**Aim:**
Collect and copy every line of the material below that contains the word "bamboo". Case counts, so match only that exact capitalization.

**Dataset content:**
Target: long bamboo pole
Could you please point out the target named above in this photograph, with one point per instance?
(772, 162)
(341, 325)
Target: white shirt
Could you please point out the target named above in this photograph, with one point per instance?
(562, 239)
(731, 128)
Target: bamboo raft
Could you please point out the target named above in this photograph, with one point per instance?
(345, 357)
* * *
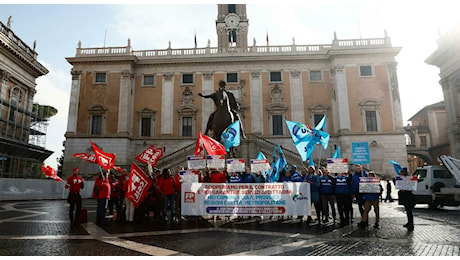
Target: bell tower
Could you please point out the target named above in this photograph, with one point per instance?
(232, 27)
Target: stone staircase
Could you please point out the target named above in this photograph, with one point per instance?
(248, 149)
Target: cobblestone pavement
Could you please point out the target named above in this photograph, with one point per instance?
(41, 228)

**Task answer:**
Target: long bamboo pole
Target: bamboo raft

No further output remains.